──────── Data for this exercise ────────
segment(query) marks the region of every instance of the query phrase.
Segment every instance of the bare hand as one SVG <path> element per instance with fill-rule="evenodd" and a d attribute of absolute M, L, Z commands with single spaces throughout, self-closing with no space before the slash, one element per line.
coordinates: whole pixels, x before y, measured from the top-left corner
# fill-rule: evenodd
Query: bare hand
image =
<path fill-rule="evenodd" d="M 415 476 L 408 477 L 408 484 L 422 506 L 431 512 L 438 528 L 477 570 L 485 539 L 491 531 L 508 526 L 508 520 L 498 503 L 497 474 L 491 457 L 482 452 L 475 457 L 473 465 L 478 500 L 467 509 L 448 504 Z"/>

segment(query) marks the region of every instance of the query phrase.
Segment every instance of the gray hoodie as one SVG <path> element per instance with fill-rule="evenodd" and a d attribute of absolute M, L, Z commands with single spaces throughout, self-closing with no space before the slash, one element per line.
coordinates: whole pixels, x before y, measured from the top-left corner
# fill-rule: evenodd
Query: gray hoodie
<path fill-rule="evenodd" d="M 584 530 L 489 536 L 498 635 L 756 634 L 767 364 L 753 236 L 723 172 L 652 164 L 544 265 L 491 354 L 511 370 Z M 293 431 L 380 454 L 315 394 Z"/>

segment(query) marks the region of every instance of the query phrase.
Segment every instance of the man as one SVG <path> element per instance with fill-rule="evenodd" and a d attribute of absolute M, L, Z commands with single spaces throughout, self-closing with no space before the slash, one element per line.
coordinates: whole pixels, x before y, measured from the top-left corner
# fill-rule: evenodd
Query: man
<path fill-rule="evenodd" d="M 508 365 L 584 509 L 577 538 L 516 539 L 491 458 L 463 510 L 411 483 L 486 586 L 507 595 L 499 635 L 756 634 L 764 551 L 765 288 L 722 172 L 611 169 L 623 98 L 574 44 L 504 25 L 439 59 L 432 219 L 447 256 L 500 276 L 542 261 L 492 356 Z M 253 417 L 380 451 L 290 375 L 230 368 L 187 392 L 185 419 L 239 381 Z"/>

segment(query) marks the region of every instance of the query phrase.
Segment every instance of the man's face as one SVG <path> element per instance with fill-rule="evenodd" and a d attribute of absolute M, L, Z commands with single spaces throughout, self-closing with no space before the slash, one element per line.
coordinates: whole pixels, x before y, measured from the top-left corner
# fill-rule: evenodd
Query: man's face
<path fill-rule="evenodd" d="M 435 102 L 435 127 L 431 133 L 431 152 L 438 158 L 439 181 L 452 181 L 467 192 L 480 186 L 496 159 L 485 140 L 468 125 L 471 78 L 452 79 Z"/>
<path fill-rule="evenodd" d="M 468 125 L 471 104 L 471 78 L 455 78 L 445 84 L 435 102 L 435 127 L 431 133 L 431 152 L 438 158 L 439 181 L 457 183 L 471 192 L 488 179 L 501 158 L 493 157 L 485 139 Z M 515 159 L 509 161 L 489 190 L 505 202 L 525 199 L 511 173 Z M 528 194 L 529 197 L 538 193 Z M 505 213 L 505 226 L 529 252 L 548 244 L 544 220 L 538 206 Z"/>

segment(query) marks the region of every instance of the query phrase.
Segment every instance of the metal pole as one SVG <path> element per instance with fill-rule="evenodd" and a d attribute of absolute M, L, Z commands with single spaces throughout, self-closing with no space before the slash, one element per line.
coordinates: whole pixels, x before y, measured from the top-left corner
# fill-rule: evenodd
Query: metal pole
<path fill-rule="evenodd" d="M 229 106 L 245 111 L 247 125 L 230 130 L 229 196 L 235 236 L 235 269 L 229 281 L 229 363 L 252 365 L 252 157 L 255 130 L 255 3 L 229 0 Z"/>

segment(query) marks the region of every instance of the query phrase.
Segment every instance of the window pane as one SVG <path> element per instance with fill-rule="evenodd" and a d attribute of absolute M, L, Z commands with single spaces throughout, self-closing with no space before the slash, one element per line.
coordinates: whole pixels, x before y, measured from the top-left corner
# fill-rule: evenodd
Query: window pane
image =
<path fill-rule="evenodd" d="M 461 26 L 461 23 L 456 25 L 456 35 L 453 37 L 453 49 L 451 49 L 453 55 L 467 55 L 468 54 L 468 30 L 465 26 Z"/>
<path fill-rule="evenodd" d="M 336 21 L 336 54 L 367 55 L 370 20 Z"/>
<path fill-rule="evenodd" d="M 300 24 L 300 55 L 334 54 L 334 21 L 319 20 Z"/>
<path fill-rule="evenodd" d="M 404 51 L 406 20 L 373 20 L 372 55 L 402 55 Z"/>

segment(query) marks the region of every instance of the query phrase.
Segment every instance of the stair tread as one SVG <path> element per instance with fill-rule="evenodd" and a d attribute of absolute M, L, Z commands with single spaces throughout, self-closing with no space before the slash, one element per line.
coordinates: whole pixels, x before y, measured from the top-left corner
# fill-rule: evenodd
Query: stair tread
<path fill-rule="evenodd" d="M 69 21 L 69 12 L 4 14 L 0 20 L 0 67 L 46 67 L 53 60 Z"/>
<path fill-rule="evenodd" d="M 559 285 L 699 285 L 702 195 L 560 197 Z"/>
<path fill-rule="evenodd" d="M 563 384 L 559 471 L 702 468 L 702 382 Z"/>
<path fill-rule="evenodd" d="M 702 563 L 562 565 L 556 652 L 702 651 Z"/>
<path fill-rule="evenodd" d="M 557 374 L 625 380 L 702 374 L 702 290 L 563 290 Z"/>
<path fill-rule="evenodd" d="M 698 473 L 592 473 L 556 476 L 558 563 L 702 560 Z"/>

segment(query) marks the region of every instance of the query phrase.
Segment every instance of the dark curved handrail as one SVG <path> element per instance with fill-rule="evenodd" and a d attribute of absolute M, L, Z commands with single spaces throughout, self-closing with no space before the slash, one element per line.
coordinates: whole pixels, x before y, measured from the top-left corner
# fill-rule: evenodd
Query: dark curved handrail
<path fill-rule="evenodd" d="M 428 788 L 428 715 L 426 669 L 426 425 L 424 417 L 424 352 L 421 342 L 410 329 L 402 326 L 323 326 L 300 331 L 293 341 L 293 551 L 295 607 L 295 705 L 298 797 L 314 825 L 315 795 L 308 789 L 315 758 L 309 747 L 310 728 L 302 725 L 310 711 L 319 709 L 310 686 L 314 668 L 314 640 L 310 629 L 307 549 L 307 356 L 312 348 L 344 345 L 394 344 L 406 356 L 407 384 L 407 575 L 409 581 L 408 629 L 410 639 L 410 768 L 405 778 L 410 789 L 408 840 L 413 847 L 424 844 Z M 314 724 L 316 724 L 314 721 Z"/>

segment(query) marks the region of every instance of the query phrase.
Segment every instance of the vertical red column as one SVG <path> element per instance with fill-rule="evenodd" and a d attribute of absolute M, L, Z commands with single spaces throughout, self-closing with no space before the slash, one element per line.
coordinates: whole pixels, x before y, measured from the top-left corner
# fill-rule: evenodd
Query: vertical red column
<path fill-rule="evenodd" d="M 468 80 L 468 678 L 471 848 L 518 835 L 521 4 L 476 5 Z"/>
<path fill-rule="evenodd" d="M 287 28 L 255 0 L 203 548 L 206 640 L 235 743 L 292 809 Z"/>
────────
- Task instructions: Please give the listing from its first line through the line containing "415 476 L 408" as a numbered list, with blank lines left out.

- Answer to the problem:
1. segment(query) marks the region of every instance of the query phrase.
2. Segment every instance of the bare hand as one SVG <path> element per instance with fill-rule="evenodd" and a d attribute of absolute M, L, Z commands with single spaces throughout, self-closing with no space before the slash, one element per line.
3. coordinates: whole pixels, x before y, measured from the top-left corner
4. # fill-rule: evenodd
5. Query: bare hand
6. image =
7. <path fill-rule="evenodd" d="M 415 476 L 408 477 L 408 484 L 422 506 L 431 512 L 438 528 L 477 570 L 485 539 L 491 531 L 508 526 L 508 520 L 498 503 L 497 474 L 491 457 L 482 452 L 475 457 L 473 465 L 478 500 L 467 509 L 448 504 Z"/>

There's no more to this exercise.